* _Stated problem_
Reproduce only the rows from the line containing "Please determine if any area" through the end of the rows, requests included, and shift every box coordinate in the answers up by 64.

* _Supplied records_
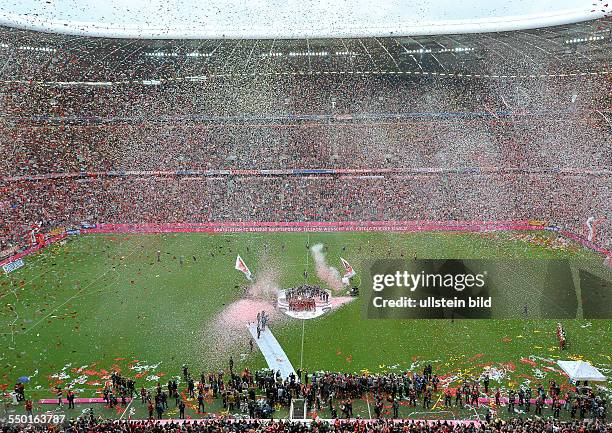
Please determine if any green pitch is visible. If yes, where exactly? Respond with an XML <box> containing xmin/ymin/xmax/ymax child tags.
<box><xmin>0</xmin><ymin>233</ymin><xmax>612</xmax><ymax>417</ymax></box>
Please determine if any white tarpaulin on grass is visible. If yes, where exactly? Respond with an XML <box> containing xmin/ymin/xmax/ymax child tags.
<box><xmin>557</xmin><ymin>361</ymin><xmax>606</xmax><ymax>382</ymax></box>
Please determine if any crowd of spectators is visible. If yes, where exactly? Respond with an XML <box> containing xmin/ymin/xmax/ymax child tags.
<box><xmin>0</xmin><ymin>63</ymin><xmax>612</xmax><ymax>250</ymax></box>
<box><xmin>0</xmin><ymin>116</ymin><xmax>612</xmax><ymax>177</ymax></box>
<box><xmin>0</xmin><ymin>418</ymin><xmax>612</xmax><ymax>433</ymax></box>
<box><xmin>0</xmin><ymin>173</ymin><xmax>611</xmax><ymax>248</ymax></box>
<box><xmin>0</xmin><ymin>359</ymin><xmax>611</xmax><ymax>433</ymax></box>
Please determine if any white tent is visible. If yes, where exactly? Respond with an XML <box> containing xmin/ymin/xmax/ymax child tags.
<box><xmin>557</xmin><ymin>361</ymin><xmax>606</xmax><ymax>382</ymax></box>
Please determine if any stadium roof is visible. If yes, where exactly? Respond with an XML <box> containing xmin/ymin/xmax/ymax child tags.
<box><xmin>0</xmin><ymin>0</ymin><xmax>608</xmax><ymax>39</ymax></box>
<box><xmin>0</xmin><ymin>18</ymin><xmax>612</xmax><ymax>82</ymax></box>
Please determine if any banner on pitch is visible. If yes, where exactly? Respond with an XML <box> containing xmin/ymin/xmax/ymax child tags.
<box><xmin>2</xmin><ymin>259</ymin><xmax>25</xmax><ymax>274</ymax></box>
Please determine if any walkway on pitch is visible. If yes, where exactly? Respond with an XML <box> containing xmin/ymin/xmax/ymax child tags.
<box><xmin>247</xmin><ymin>324</ymin><xmax>295</xmax><ymax>379</ymax></box>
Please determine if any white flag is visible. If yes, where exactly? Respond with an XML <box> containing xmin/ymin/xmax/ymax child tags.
<box><xmin>340</xmin><ymin>257</ymin><xmax>357</xmax><ymax>278</ymax></box>
<box><xmin>234</xmin><ymin>256</ymin><xmax>252</xmax><ymax>281</ymax></box>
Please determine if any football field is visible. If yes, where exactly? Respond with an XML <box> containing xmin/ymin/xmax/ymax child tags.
<box><xmin>0</xmin><ymin>232</ymin><xmax>612</xmax><ymax>417</ymax></box>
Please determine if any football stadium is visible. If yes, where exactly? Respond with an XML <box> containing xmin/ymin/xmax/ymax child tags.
<box><xmin>0</xmin><ymin>0</ymin><xmax>612</xmax><ymax>433</ymax></box>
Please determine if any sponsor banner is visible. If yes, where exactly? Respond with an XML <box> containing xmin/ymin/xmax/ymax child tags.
<box><xmin>0</xmin><ymin>246</ymin><xmax>19</xmax><ymax>259</ymax></box>
<box><xmin>47</xmin><ymin>227</ymin><xmax>66</xmax><ymax>238</ymax></box>
<box><xmin>81</xmin><ymin>221</ymin><xmax>541</xmax><ymax>233</ymax></box>
<box><xmin>2</xmin><ymin>259</ymin><xmax>25</xmax><ymax>274</ymax></box>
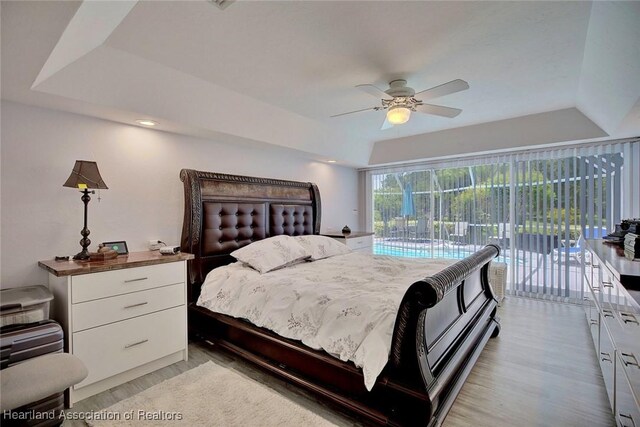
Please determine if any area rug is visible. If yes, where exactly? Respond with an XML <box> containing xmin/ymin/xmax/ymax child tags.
<box><xmin>87</xmin><ymin>361</ymin><xmax>335</xmax><ymax>427</ymax></box>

* _Written reply_
Please determine if any area rug is visible. If yes, where exactly? Respond with an XML <box> containing xmin/ymin/xmax/ymax child tags.
<box><xmin>151</xmin><ymin>425</ymin><xmax>399</xmax><ymax>491</ymax></box>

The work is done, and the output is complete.